## What you should do
Select every line in the entries below that contains the word "tree", and copy each one out.

(Source data)
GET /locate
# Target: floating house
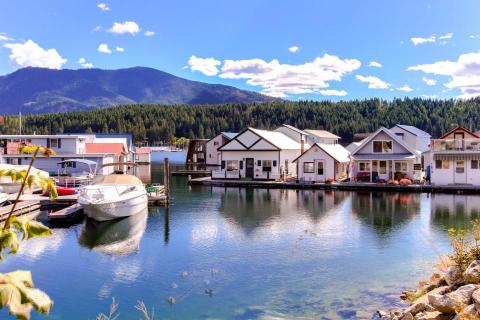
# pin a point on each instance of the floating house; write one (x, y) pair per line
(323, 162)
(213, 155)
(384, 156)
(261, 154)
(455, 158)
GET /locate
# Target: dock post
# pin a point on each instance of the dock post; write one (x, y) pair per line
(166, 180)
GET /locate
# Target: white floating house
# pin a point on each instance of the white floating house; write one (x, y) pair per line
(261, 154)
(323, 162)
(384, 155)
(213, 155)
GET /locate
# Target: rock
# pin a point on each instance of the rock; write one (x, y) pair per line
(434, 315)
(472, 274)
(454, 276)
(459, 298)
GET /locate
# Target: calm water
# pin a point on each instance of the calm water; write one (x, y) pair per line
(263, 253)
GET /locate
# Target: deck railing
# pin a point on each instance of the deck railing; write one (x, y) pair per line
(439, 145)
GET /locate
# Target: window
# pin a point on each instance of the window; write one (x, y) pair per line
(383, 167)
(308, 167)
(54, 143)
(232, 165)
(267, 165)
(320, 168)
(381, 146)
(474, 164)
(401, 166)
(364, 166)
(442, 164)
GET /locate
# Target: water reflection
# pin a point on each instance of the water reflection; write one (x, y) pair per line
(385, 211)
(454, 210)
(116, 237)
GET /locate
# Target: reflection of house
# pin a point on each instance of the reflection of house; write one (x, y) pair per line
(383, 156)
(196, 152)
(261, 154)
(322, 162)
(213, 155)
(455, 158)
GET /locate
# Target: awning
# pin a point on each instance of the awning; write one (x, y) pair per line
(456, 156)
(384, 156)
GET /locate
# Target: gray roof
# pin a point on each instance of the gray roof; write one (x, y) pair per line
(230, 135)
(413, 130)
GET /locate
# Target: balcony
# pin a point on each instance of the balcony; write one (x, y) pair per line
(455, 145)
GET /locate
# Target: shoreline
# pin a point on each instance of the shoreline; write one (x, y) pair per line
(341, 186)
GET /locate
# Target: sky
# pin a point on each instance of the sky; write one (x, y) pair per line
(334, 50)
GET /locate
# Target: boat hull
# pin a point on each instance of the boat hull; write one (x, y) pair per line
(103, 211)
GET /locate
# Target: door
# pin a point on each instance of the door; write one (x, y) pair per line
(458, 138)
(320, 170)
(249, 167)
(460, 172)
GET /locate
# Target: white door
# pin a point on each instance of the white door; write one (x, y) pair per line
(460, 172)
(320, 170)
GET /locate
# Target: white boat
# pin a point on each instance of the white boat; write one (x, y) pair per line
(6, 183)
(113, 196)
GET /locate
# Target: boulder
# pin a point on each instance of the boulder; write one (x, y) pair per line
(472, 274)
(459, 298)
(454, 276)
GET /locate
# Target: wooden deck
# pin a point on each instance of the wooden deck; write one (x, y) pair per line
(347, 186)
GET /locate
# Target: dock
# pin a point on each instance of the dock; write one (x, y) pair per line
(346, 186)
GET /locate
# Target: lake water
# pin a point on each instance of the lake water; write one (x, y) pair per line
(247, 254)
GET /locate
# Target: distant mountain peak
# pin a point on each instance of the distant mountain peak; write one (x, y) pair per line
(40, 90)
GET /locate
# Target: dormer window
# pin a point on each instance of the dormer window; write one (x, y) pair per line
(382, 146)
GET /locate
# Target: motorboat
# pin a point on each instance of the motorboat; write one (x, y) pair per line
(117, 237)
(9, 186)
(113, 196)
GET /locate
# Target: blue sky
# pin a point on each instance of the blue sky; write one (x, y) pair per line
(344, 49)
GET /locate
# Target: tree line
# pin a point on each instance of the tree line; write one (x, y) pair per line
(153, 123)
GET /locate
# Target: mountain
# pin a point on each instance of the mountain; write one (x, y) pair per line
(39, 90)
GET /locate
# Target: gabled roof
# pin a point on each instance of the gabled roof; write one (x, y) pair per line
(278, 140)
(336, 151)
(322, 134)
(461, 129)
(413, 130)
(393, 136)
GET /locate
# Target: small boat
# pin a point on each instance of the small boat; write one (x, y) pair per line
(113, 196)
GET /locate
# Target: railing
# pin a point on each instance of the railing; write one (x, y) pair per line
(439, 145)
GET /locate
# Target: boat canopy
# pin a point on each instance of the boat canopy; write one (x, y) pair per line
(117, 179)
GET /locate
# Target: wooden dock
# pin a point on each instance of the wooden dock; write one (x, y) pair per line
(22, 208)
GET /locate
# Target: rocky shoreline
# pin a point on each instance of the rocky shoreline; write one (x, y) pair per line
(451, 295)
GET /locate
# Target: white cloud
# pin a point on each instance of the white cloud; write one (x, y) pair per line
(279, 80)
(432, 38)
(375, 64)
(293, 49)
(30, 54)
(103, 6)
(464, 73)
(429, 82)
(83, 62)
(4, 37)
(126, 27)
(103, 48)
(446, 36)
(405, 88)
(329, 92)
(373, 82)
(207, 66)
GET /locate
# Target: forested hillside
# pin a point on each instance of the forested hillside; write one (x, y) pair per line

## Answer for the task
# Target: tree line
# pin a point on each instance of the tree line; write one (x, y) pair per line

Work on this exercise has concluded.